— Begin EXTRACTED RECORDS —

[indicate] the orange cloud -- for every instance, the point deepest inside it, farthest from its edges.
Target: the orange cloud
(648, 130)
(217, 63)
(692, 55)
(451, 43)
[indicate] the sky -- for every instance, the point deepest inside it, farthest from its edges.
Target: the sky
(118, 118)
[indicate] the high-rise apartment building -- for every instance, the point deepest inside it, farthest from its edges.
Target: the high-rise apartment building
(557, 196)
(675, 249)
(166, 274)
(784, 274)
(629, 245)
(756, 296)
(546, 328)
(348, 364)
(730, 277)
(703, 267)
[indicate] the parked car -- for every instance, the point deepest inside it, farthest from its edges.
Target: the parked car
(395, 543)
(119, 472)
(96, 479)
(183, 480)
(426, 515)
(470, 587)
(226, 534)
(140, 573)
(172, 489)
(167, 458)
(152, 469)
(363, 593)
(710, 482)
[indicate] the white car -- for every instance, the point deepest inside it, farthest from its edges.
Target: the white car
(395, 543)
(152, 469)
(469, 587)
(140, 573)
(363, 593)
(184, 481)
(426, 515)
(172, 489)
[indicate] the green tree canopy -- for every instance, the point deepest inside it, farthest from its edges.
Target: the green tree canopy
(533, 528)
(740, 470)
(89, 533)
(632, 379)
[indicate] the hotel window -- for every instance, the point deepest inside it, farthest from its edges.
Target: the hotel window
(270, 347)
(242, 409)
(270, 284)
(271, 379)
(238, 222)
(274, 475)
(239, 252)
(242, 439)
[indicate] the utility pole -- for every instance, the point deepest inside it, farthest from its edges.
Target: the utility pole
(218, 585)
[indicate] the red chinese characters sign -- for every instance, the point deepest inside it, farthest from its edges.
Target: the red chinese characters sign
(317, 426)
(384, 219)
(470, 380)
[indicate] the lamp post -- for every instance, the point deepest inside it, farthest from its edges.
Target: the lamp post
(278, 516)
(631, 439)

— End EXTRACTED RECORDS —

WHAT THE TASK REQUIRES
Quote all of the lines above word for word, without changing anything.

EXPECTED ANSWER
[indicate] the orange cloud -- for every instance, the point deepest inside it, farthest from its edges.
Target: the orange cloud
(648, 130)
(217, 63)
(692, 55)
(451, 43)
[indicate] the sky -- for every instance, the point deepest inside it, farthest from its edges.
Target: the sky
(118, 118)
[indicate] the high-rise apartment building -- for every instance, the point deepest inside it, farthest from its edges.
Target: the high-rise apartment building
(557, 196)
(675, 249)
(166, 274)
(784, 274)
(629, 245)
(756, 296)
(546, 328)
(348, 364)
(730, 277)
(703, 267)
[indicate] the parked car -- for every instance, the point deepest inside it, farthest from its edges.
Target: the parked car
(395, 543)
(119, 472)
(96, 479)
(183, 480)
(426, 515)
(470, 587)
(226, 534)
(140, 573)
(172, 489)
(167, 458)
(152, 469)
(363, 593)
(710, 482)
[indicate] the white car -- for every instance, the point deepest inside it, farthest from its edges.
Target: the white car
(395, 543)
(152, 469)
(469, 587)
(140, 573)
(363, 593)
(184, 481)
(426, 515)
(172, 489)
[indicate] the green tree canopy -- for every instance, the point deepest inside it, farthest from its edges.
Target: the green tree canopy
(533, 528)
(740, 470)
(89, 533)
(632, 379)
[indicate] the hotel window -- for every instance, the point deepest inside it, farthest from its edges.
Target: the hotel window
(270, 347)
(242, 409)
(270, 284)
(271, 379)
(238, 222)
(274, 475)
(239, 252)
(242, 439)
[indicate] the utility pole -- for every instance, the point deepest inside it, farthest from its edges.
Target: the utility pole
(218, 585)
[indicate] the red chinese characters sign -- for every instance, the point deepest inside it, farthest from its edges.
Target: the red chinese characters sign
(317, 426)
(384, 219)
(470, 380)
[indicate] the lamp post -- for every instance, the point deepest inside it, farthest from its edges.
Target: the lamp post
(278, 516)
(631, 439)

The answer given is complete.